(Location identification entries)
....

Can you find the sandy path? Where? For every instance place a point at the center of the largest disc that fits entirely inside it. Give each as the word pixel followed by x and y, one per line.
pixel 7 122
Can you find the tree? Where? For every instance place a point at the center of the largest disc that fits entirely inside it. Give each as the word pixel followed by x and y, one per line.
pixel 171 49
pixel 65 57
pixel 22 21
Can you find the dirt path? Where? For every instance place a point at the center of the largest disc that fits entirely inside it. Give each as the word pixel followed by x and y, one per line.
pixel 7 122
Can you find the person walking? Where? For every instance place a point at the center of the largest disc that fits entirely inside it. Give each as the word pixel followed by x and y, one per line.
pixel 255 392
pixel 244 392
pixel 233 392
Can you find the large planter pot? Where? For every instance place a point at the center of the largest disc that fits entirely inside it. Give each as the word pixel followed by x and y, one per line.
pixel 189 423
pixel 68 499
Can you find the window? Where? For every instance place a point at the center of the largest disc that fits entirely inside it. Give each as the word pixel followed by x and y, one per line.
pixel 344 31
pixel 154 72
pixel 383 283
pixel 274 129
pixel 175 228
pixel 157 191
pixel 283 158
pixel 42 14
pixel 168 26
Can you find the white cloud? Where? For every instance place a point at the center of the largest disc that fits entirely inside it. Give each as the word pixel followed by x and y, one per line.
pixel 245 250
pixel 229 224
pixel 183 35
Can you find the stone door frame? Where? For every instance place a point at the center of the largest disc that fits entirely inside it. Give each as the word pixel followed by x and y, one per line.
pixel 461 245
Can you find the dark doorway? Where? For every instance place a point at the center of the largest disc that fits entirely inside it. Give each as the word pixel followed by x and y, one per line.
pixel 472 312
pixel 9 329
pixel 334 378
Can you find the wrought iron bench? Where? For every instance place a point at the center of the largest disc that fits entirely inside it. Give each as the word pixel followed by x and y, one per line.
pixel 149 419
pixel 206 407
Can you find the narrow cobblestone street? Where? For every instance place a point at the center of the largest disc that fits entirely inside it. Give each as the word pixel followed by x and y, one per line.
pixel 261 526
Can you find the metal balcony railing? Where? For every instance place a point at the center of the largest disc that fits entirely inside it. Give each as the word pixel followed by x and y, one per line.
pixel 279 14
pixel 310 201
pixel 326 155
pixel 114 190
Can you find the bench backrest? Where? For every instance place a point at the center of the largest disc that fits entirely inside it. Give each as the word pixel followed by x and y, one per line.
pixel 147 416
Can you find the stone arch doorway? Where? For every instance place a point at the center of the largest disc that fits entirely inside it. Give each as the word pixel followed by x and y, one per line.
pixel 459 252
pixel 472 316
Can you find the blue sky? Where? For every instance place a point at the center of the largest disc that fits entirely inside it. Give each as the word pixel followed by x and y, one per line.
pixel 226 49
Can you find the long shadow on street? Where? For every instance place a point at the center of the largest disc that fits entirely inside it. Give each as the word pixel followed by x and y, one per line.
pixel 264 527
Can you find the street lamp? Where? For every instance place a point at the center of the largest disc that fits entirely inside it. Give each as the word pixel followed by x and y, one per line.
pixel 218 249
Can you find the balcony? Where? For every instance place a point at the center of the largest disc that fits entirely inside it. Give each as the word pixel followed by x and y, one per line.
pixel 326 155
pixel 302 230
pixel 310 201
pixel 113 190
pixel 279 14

....

• [YOUR INSTRUCTIONS] Reproduce every one of the entries above word for word, keeping their order and line breaks unchanged.

• [WRITTEN SOLUTION]
Can you find the sandy path? Where? For every instance place a point at the center of the largest disc that fits entirely inside it. Give each as the word pixel followed by x and y, one per line.
pixel 7 122
Can you find the tree? Where? For every instance place a point at the center of the largest disc that fits entirely inside it. Give each as the word pixel followed by x and y, one per line.
pixel 171 49
pixel 65 57
pixel 22 21
Can you find the dirt path? Where? For every instance place a point at the center of the largest disc that fits entirely inside it. Give each as the word pixel followed by x and y, one per line.
pixel 7 122
Can you find the person walking? Where? For every instance place a point at the center of the largest disc that fits entirely inside it. Give each as the word pixel followed by x and y, one per line.
pixel 255 392
pixel 244 392
pixel 233 392
Can you find the large planter pot? Where? For every instance place a point at the center of the largest disc that fits entirely inside it. Give each as the word pixel followed by x and y, one per line.
pixel 189 423
pixel 68 499
Can you find the window? Where? For every instance place a point at the center of the largest disc that fits entirely inside it. Give each as the word pixel followed by x and y, one per line.
pixel 344 31
pixel 154 72
pixel 383 283
pixel 274 129
pixel 175 228
pixel 157 191
pixel 283 158
pixel 42 14
pixel 168 26
Can you find the white cloud? Where? For every instance place a point at the center of the largest disc that fits entirely inside it. Give each as the word pixel followed by x and y, one per line.
pixel 245 250
pixel 229 224
pixel 183 35
Can you find the stone door frame? Where? For every instance place a point at the center of the largest disc that fits entirely inside it. Give each as the word pixel followed by x and y, one per line.
pixel 461 245
Can you find the dark doorway? Where? For every instance place a point at the center of the largest disc that fits entirely inside it. Give each as the word pixel followed by x and y, one per line.
pixel 472 312
pixel 9 329
pixel 334 378
Can you find the wrought iron bench? Where? For every instance place a point at the center of the largest disc that fits entirely inside it. Give each as the word pixel followed by x and y, one per line.
pixel 149 419
pixel 206 407
Can you find the narrow cobblestone street? Where? For every instance place a point at the center of the largest disc that fits entirely inside it. Give each as the word pixel followed by x and y, one per line.
pixel 261 526
Can you find the metal balcony railing? Where? For every instance place a point at the center of the largest disc that fits entirely inside it. Give each as the word pixel followed by x and y, one per line.
pixel 279 14
pixel 310 201
pixel 326 155
pixel 114 190
Can you find the bench backrest? Where? For every instance place a point at the center of the largest disc that fits entirely inside it. Give each as the word pixel followed by x and y, one per line.
pixel 147 416
Can you find the stone arch doorway? Where? For every instance place a point at the center of the largest disc that fits entirely inside it. Give each as the word pixel followed by x and y, one per line.
pixel 459 252
pixel 472 316
Can you find the blue sky? Where? For every instance place a point at the center of the largest disc that fits entirely inside it. Give each as the word pixel followed by x and y, one per line.
pixel 226 49
Can you find the long shadow on street? Where? For every instance place a point at the center of the largest disc that fits entirely inside it. Give each as the word pixel followed by x and y, one per line.
pixel 264 527
Can you find the street lamp? Where? For every instance place a point at the center of the largest disc that fits entirely inside it. Give each as the word pixel followed by x and y, one per line.
pixel 218 249
Can you find the balcony? Where? For every instance place a point at the center of the largest disc that fits entirely inside it. Give each as the word pixel followed by x and y, one per line.
pixel 326 155
pixel 302 230
pixel 310 201
pixel 113 190
pixel 279 14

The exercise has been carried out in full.